— What you should do —
Reproduce all of the data word for word.

↓↓↓

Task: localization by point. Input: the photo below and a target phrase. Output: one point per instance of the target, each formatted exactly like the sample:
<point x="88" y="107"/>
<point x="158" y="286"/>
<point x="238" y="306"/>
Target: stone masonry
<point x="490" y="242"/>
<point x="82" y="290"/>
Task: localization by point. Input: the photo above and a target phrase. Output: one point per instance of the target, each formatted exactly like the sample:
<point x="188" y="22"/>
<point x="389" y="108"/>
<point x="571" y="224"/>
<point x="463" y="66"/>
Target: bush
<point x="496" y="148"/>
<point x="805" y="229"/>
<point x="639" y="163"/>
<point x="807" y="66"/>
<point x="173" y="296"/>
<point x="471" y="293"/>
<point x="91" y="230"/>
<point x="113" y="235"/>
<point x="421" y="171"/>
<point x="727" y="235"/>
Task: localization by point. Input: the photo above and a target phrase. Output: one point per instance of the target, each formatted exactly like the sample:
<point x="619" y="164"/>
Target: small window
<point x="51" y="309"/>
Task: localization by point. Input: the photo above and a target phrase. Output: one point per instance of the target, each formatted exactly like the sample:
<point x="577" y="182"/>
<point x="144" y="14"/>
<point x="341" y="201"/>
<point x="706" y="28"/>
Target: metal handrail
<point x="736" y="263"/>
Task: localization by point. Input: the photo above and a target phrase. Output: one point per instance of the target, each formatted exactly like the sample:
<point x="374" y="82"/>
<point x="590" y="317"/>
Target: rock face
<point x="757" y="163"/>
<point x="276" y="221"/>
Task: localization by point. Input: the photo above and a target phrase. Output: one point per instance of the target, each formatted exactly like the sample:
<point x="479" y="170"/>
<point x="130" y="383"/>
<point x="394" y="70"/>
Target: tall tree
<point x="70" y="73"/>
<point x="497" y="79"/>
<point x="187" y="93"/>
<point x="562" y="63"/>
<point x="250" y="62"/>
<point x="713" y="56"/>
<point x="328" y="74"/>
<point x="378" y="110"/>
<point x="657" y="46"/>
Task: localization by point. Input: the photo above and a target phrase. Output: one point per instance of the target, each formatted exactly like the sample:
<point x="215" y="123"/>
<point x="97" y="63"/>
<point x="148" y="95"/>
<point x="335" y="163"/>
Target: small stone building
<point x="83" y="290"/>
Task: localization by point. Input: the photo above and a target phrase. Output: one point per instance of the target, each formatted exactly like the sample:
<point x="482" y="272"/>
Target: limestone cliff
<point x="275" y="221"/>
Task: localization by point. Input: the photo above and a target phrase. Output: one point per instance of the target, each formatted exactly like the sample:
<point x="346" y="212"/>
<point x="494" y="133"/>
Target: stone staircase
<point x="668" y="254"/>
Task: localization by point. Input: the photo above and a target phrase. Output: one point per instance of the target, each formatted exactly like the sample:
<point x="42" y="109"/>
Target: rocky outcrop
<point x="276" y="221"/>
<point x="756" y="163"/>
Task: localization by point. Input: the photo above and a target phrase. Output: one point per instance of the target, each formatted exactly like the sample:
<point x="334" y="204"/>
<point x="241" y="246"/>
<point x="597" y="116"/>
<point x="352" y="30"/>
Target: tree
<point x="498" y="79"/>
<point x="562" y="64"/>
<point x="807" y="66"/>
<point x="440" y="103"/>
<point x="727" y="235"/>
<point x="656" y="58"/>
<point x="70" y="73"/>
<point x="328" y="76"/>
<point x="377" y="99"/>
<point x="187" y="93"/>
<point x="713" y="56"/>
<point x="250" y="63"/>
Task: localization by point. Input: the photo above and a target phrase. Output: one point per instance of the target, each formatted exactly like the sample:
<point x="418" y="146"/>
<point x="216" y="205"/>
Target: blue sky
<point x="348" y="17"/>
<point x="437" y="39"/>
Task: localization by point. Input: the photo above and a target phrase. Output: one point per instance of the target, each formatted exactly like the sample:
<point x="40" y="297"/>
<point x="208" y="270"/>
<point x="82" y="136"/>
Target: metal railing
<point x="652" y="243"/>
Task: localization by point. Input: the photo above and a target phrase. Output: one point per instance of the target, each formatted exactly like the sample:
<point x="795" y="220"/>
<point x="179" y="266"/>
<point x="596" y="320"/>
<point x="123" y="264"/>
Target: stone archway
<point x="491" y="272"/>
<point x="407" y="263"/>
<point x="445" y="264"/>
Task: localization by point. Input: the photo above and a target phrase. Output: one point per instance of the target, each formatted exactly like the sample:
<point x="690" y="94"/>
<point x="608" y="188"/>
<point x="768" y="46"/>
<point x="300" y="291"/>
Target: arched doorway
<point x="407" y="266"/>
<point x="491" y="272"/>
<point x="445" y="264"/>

↑↑↑

— Result of this exercise —
Task: localization by point. Input: the photo below and a target phrase. Output: one point per instance of the target, each formatted exactly like the sample:
<point x="88" y="107"/>
<point x="158" y="286"/>
<point x="238" y="306"/>
Target: stone masonry
<point x="490" y="242"/>
<point x="82" y="290"/>
Task: localization by point. Input: the photo above and a target phrase. Output: one point per instance of the target, each formatted exactly like the sample:
<point x="188" y="22"/>
<point x="389" y="108"/>
<point x="571" y="224"/>
<point x="463" y="66"/>
Target: bush
<point x="496" y="148"/>
<point x="805" y="229"/>
<point x="639" y="163"/>
<point x="807" y="66"/>
<point x="173" y="296"/>
<point x="471" y="293"/>
<point x="91" y="230"/>
<point x="113" y="235"/>
<point x="421" y="171"/>
<point x="727" y="235"/>
Task: localization by point. Input: the photo above and a target phrase. Output: one point per instance of the target, each formatted exactly like the sample:
<point x="619" y="164"/>
Target: small window
<point x="51" y="309"/>
Task: localization by point. Input: the photo above and a target phrase. Output: one point per instance of the target, each formatted exactly like the sample:
<point x="577" y="182"/>
<point x="144" y="14"/>
<point x="341" y="201"/>
<point x="706" y="28"/>
Target: metal handrail
<point x="736" y="263"/>
Task: localization by point. Input: the photo above and a target phrase. Output: one point per instance of the target, each formatted exactly like the sample:
<point x="374" y="82"/>
<point x="590" y="317"/>
Target: rock face
<point x="757" y="163"/>
<point x="276" y="221"/>
Task: localization by point. Input: the photo above and a target phrase. Output: one point per instance of the target, each formatted exactly like the sample:
<point x="479" y="170"/>
<point x="130" y="383"/>
<point x="394" y="70"/>
Target: tall tree
<point x="70" y="73"/>
<point x="497" y="79"/>
<point x="187" y="93"/>
<point x="562" y="63"/>
<point x="250" y="62"/>
<point x="713" y="56"/>
<point x="328" y="74"/>
<point x="378" y="110"/>
<point x="657" y="46"/>
Task: localization by point. Input: the photo above and a target phrase. Output: one point per instance of the target, each formatted exactly like the sample:
<point x="215" y="123"/>
<point x="97" y="63"/>
<point x="148" y="95"/>
<point x="335" y="163"/>
Target: small stone building
<point x="83" y="290"/>
Task: localization by point. Input: the photo above and a target phrase. Output: one point per instance of the target, each formatted exactly like the sample:
<point x="482" y="272"/>
Target: limestone cliff
<point x="275" y="221"/>
Task: localization by point. Input: the photo above and a target phrase. Output: one point per instance of the target, each formatted exactly like the sample:
<point x="346" y="212"/>
<point x="494" y="133"/>
Target: stone staircase
<point x="668" y="254"/>
Task: localization by point. Input: the photo above and a target phrase. Output: one point per instance of the target, each formatted exactly like the sample:
<point x="42" y="109"/>
Target: rocky outcrop
<point x="276" y="221"/>
<point x="756" y="163"/>
Task: localization by point. Input: the photo above and a target phrase. Output: one point per instance of the target, each formatted exactly like the sample:
<point x="334" y="204"/>
<point x="241" y="246"/>
<point x="597" y="116"/>
<point x="352" y="30"/>
Target: tree
<point x="498" y="79"/>
<point x="562" y="64"/>
<point x="807" y="66"/>
<point x="440" y="103"/>
<point x="727" y="235"/>
<point x="656" y="58"/>
<point x="70" y="73"/>
<point x="328" y="76"/>
<point x="377" y="99"/>
<point x="187" y="93"/>
<point x="713" y="56"/>
<point x="250" y="63"/>
Task: localization by point. Input: the photo above and a target phrase. Output: one point per instance of the target, each formatted exactly like the sample:
<point x="418" y="146"/>
<point x="216" y="205"/>
Target: blue sky
<point x="348" y="17"/>
<point x="437" y="39"/>
Task: localization by point. Input: the photo above and a target phrase. Output: one point per instance of the target, each formatted exactly like the sample:
<point x="40" y="297"/>
<point x="208" y="270"/>
<point x="82" y="136"/>
Target: metal railing
<point x="652" y="243"/>
Task: localization by point. Input: the photo above and a target phrase. Output: one point per instance of the target, each formatted exactly like the sample:
<point x="795" y="220"/>
<point x="179" y="266"/>
<point x="596" y="320"/>
<point x="123" y="264"/>
Target: stone archway
<point x="491" y="272"/>
<point x="407" y="263"/>
<point x="445" y="264"/>
Task: localization by point. Input: the photo above and a target phrase. Output: one point per instance of the target, each formatted exactly like the sample:
<point x="690" y="94"/>
<point x="608" y="188"/>
<point x="768" y="46"/>
<point x="300" y="291"/>
Target: arched doorway
<point x="407" y="266"/>
<point x="491" y="272"/>
<point x="445" y="264"/>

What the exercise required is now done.